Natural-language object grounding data
⁂

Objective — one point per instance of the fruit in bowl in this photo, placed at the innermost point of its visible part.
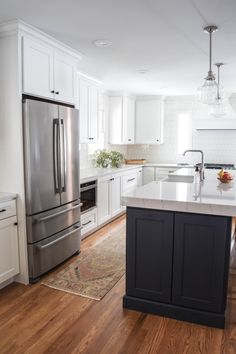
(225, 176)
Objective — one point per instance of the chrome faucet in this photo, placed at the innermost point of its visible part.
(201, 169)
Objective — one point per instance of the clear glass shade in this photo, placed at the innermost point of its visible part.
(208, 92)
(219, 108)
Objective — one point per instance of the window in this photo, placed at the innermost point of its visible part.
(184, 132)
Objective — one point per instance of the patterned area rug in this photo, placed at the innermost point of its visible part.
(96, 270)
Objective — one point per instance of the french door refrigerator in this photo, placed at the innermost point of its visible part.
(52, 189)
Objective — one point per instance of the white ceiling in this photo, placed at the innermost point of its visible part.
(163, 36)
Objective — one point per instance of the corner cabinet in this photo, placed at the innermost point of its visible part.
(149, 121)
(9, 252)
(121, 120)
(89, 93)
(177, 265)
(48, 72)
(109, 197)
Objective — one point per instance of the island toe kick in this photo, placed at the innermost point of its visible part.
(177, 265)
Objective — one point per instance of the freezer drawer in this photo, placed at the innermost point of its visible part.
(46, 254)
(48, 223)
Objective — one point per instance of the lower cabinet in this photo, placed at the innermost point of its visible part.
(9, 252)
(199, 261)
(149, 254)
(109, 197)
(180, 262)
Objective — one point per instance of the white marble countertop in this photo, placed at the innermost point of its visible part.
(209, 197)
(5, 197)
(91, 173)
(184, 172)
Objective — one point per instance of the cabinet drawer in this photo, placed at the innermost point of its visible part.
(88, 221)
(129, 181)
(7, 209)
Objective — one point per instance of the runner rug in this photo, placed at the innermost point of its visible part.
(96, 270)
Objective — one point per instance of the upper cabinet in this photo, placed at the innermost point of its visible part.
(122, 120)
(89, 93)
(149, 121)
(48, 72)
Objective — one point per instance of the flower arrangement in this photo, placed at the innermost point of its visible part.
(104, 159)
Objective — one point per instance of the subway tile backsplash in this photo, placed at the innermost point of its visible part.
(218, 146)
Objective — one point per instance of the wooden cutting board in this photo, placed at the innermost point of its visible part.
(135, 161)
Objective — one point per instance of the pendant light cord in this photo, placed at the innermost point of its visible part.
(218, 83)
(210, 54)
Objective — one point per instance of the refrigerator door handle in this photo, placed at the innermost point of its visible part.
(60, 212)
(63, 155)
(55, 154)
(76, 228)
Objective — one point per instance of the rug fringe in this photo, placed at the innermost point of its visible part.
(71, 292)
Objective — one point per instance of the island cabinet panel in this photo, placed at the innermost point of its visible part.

⁂

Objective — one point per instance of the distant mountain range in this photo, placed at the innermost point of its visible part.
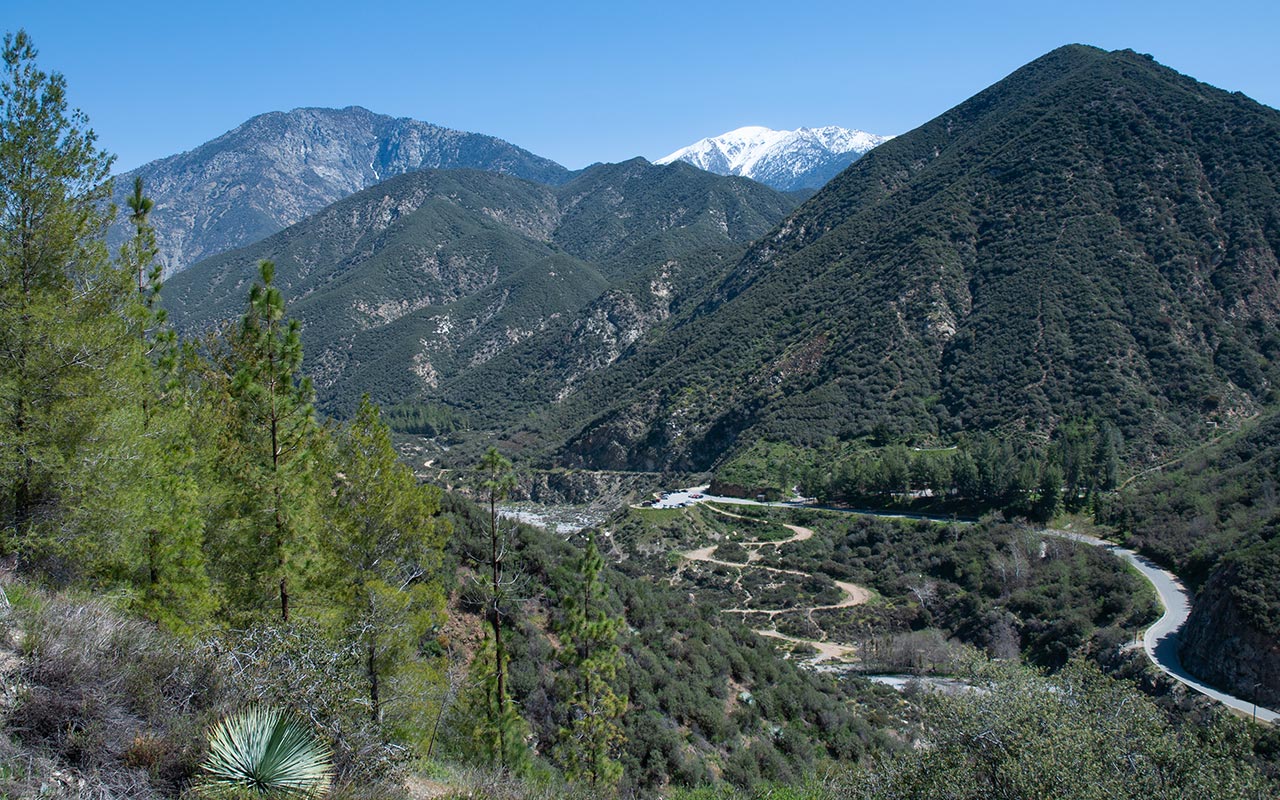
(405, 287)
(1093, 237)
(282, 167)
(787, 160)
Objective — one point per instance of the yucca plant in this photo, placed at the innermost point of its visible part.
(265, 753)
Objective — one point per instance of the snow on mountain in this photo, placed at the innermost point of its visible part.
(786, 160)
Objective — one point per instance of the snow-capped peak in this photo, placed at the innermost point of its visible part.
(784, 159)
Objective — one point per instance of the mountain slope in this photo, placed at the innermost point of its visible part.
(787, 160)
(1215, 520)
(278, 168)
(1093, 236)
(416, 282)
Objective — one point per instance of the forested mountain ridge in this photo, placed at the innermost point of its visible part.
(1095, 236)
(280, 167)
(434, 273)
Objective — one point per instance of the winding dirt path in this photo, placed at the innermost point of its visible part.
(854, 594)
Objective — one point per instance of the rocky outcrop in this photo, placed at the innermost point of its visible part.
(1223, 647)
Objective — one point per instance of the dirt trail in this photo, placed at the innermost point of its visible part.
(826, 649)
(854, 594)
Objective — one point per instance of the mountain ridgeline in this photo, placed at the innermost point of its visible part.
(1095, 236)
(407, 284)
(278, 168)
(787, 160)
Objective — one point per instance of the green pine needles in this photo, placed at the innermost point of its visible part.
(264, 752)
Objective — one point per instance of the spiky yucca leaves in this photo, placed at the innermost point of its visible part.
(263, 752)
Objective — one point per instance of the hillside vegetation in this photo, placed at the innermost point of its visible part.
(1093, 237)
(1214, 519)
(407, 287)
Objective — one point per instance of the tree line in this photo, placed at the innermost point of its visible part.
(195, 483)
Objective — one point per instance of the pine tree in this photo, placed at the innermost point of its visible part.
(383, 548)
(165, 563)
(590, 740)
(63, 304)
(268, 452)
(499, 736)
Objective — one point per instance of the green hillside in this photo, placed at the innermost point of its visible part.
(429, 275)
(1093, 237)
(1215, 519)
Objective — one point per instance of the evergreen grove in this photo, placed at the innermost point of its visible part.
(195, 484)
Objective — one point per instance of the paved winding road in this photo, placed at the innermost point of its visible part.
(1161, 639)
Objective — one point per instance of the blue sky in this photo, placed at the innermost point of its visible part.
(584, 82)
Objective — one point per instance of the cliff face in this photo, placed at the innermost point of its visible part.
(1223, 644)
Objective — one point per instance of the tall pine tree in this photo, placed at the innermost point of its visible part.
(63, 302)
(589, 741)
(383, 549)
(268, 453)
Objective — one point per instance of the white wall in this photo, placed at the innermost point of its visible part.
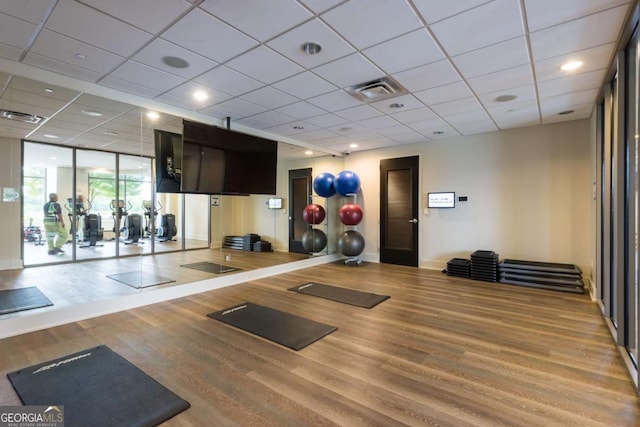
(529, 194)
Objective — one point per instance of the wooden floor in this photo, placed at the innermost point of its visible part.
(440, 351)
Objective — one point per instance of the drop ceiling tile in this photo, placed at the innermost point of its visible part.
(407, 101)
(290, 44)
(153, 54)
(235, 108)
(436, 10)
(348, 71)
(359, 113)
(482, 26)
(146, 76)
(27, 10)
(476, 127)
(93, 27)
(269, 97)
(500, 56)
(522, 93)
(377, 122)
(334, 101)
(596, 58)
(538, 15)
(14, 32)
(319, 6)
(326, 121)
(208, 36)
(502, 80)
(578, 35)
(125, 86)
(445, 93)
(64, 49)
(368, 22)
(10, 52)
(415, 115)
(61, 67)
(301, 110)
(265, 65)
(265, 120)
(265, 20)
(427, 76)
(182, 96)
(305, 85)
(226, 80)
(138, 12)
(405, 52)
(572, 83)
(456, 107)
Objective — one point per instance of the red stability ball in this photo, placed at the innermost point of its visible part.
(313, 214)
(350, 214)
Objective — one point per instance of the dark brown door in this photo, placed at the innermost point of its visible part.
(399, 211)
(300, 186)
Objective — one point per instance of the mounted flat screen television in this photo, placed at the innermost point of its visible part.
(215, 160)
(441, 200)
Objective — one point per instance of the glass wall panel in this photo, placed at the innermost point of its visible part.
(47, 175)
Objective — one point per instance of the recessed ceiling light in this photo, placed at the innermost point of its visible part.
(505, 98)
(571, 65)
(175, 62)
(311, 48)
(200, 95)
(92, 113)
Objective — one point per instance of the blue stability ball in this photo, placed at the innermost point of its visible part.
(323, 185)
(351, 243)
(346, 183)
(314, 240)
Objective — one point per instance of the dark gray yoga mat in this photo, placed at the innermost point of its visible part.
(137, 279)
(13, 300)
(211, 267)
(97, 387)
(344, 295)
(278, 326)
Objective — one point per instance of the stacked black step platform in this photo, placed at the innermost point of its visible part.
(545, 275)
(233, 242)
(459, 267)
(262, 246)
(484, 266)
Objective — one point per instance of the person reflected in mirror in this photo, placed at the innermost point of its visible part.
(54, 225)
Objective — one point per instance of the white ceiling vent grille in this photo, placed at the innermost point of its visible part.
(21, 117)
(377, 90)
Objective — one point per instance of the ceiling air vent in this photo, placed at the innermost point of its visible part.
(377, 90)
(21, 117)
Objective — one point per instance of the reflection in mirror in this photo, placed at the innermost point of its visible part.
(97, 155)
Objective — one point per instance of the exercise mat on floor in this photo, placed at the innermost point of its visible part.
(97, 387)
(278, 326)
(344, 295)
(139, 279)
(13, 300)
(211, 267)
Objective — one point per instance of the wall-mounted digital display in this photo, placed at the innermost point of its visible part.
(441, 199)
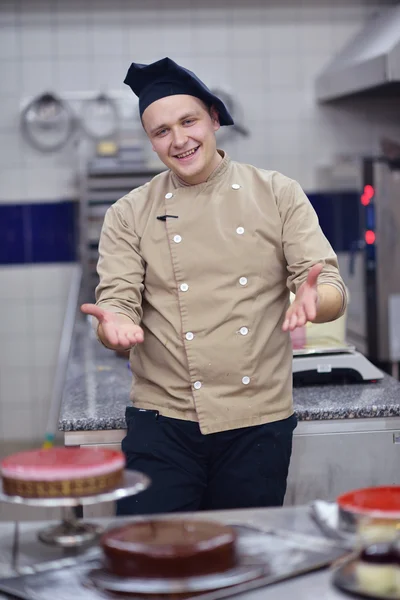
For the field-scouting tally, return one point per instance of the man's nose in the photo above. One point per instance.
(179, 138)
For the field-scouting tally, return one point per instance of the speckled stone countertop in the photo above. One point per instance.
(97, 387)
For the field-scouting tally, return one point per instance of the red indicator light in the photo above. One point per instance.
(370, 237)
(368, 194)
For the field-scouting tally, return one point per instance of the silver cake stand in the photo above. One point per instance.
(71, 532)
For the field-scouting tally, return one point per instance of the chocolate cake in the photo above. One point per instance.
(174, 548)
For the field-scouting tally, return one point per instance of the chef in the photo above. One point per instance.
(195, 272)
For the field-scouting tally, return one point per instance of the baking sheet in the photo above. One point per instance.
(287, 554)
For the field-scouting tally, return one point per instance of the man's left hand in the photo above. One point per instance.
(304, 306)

⁂

## Problem
Would you output, from the records above, exactly the run of lines that starts at the line containing "Objective — one point per instance of the pendant" and ends at the line containing "Objective — one point per instance of the island cabinet", and only that run?

## Task response
Objective — one point per instance of the pendant light cord in this photo, placed at the innermost point of its visible part.
(218, 83)
(210, 54)
Objective — one point per instance of the refrigerator door handle in this photo, placed at the innermost point of its visible part.
(60, 212)
(63, 155)
(55, 154)
(76, 228)
Objective — one point per instance of the rug fringe in this photo, placed at the innermost point of its visible part.
(71, 292)
Objective — one point per instance of the island cabinet panel in this photo, placed at the innermost point of its visible part.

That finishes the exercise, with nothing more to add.